>>>>
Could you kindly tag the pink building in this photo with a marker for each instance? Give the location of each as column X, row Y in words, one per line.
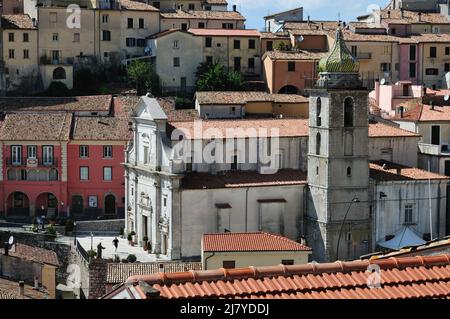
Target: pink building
column 60, row 157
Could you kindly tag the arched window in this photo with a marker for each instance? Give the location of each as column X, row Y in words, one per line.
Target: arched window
column 348, row 112
column 318, row 112
column 59, row 74
column 318, row 142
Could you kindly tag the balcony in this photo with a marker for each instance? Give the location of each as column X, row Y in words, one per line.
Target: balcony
column 31, row 162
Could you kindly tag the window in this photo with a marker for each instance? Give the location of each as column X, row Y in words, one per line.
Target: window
column 433, row 52
column 32, row 151
column 412, row 52
column 251, row 63
column 130, row 42
column 319, row 112
column 208, row 42
column 431, row 71
column 106, row 35
column 229, row 264
column 318, row 142
column 409, row 209
column 412, row 70
column 84, row 173
column 107, row 151
column 348, row 112
column 107, row 173
column 84, row 151
column 291, row 66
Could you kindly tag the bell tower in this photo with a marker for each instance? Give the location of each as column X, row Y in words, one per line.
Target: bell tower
column 337, row 221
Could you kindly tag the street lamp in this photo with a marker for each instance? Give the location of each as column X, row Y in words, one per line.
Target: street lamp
column 354, row 200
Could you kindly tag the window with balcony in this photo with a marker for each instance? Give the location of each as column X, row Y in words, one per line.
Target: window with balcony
column 84, row 151
column 107, row 173
column 84, row 173
column 107, row 151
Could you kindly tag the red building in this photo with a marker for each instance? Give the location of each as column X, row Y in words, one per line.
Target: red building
column 62, row 156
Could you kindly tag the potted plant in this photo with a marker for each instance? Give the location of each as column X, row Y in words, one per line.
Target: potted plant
column 145, row 243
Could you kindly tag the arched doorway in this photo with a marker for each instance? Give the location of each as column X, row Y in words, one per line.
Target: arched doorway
column 288, row 89
column 110, row 204
column 18, row 205
column 46, row 205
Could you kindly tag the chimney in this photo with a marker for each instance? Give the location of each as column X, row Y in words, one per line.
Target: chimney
column 21, row 288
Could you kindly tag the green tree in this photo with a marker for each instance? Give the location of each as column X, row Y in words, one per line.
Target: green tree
column 143, row 76
column 214, row 77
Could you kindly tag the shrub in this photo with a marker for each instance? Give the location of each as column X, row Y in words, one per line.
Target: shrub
column 131, row 258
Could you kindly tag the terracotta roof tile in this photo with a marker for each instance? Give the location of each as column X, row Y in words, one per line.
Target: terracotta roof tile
column 36, row 127
column 101, row 128
column 119, row 272
column 241, row 98
column 397, row 172
column 35, row 254
column 225, row 32
column 17, row 21
column 257, row 241
column 203, row 15
column 239, row 179
column 409, row 277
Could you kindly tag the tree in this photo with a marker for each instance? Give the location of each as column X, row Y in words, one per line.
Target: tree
column 214, row 77
column 143, row 76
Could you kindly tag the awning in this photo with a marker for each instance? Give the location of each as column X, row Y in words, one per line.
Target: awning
column 405, row 237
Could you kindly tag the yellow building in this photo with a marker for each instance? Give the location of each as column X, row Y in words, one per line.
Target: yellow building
column 239, row 250
column 19, row 38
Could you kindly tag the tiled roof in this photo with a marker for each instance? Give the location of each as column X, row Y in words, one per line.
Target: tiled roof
column 10, row 290
column 136, row 6
column 287, row 127
column 17, row 21
column 119, row 272
column 400, row 278
column 295, row 55
column 96, row 103
column 36, row 127
column 35, row 254
column 101, row 128
column 229, row 97
column 384, row 130
column 397, row 172
column 257, row 241
column 203, row 15
column 241, row 179
column 225, row 32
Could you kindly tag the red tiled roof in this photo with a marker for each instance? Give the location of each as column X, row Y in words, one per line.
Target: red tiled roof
column 397, row 172
column 257, row 241
column 401, row 278
column 225, row 32
column 35, row 254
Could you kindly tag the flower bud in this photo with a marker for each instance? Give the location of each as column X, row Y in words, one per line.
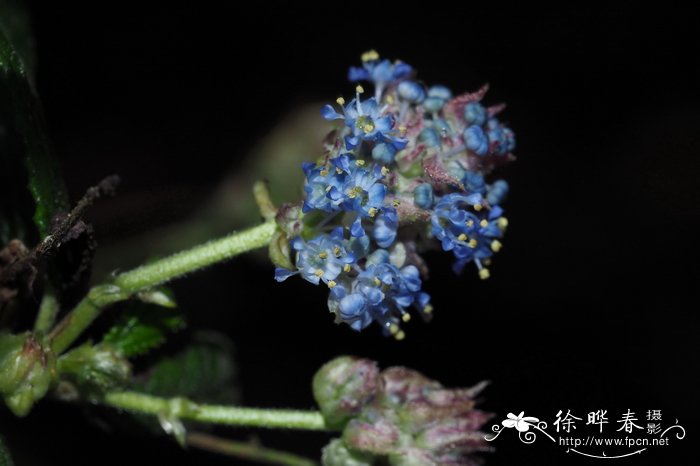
<<<<
» **The task**
Please repeat every row above word for word, leaving the pictures out.

» **Solution below**
Could you kindly tag the pink building in this photo with a marker for each instance? Give the location of each as column X, row Y in words, one per line.
Target: pink building
column 60, row 157
Could you kindly tag the arched window in this photo with a marker for each instance? Give the location of each as column X, row Y in words, one per line.
Target: arched window
column 348, row 112
column 318, row 112
column 59, row 74
column 318, row 142
Could you kindly tag the balcony in this photo with a marker for each instance? Give the location of each as column X, row Y in words, one per line.
Target: balcony
column 31, row 162
Could you kindly tag the window in this photo with a marker for each instance? Give the location of each as column X, row Y in words, one per line.
Target: window
column 433, row 52
column 32, row 151
column 412, row 52
column 251, row 63
column 130, row 42
column 319, row 112
column 208, row 42
column 431, row 71
column 106, row 35
column 229, row 264
column 318, row 142
column 409, row 209
column 412, row 70
column 84, row 173
column 107, row 151
column 348, row 112
column 107, row 173
column 84, row 151
column 291, row 66
Could you kindly tag the bell tower in this photo with a marker for each instance? Give the location of each as column X, row Y in words, one per line.
Target: bell tower
column 337, row 221
Could you kindly tag the street lamp in this photo with a marker for each instance? Give the location of each as column X, row Y in words, one per line.
Target: street lamp
column 354, row 200
Could you kindly tag the window with balcony in this photo with a marker for each instance? Give the location of each as column X, row Y in words, one per line.
Target: window with balcony
column 84, row 151
column 107, row 173
column 84, row 173
column 107, row 151
Could you kindly tag the red building in this photo with a marker for each instance? Give the location of each as column X, row Y in words, one per line.
Target: red building
column 62, row 156
Could you kindly tag the potted plant in this photo with a marker for each instance? Give the location of each as column X, row Y in words, one per line.
Target: potted plant
column 145, row 243
Could you kindly tag the arched doorway in this photo with a marker for each instance? Give the location of each as column X, row Y in words, one per line.
Target: arched doorway
column 288, row 89
column 110, row 204
column 18, row 205
column 46, row 205
Could you kindly tag the chimney in this photo with a marker for each instance? Give the location of each as column X, row Y in words, one per line.
Target: chimney
column 21, row 288
Could you kindly tag the green tree in this photo with a marker for each instance? Give the location of each as column X, row Y in words, one per line.
Target: green tree
column 143, row 76
column 214, row 77
Could you kindly tag the shrub in this photo with a marker for each instance? Give the location of each as column X, row Y in words, one per line.
Target: shrub
column 131, row 258
Could you kindly tag the terracotta roof tile in this photo with a marker for each instance? Give the location of each as column X, row Y in words, one per line.
Target: terracotta roof tile
column 36, row 127
column 101, row 128
column 119, row 272
column 241, row 98
column 397, row 172
column 35, row 254
column 225, row 32
column 17, row 21
column 257, row 241
column 203, row 15
column 239, row 179
column 409, row 277
Could you kindly tag the tree in this photo with a marker for each instance? Give the location of each as column X, row Y in words, one per line.
Target: tree
column 214, row 77
column 143, row 76
Could you kindly tag the awning in this photo with a marker for each instance? Give the location of each as column X, row Y in words, one per line.
Target: awning
column 405, row 237
Could you kindly tag the yellow building in this photo with a marker for each instance? Give the location of each as column X, row Y in words, one per line.
Target: yellow building
column 239, row 250
column 19, row 38
Could you kindly tag the tiled roof in this photo with a marker for each instance? Give the location of each as column X, row Y in words, one per line.
Target: tiled roof
column 10, row 290
column 136, row 6
column 287, row 127
column 17, row 21
column 119, row 272
column 400, row 278
column 295, row 55
column 96, row 103
column 36, row 127
column 35, row 254
column 101, row 128
column 229, row 97
column 384, row 130
column 397, row 172
column 257, row 241
column 203, row 15
column 241, row 179
column 225, row 32
Could you kindly tag the red tiled roof in this photo with a marker for each instance? Give the location of each as column X, row Y in words, one per line.
Target: red tiled roof
column 397, row 172
column 257, row 241
column 401, row 278
column 225, row 32
column 35, row 254
Could you kindly tag the flower bud in this photo with a marker for each instance? Give the location of each as column X, row Y in words, one per line.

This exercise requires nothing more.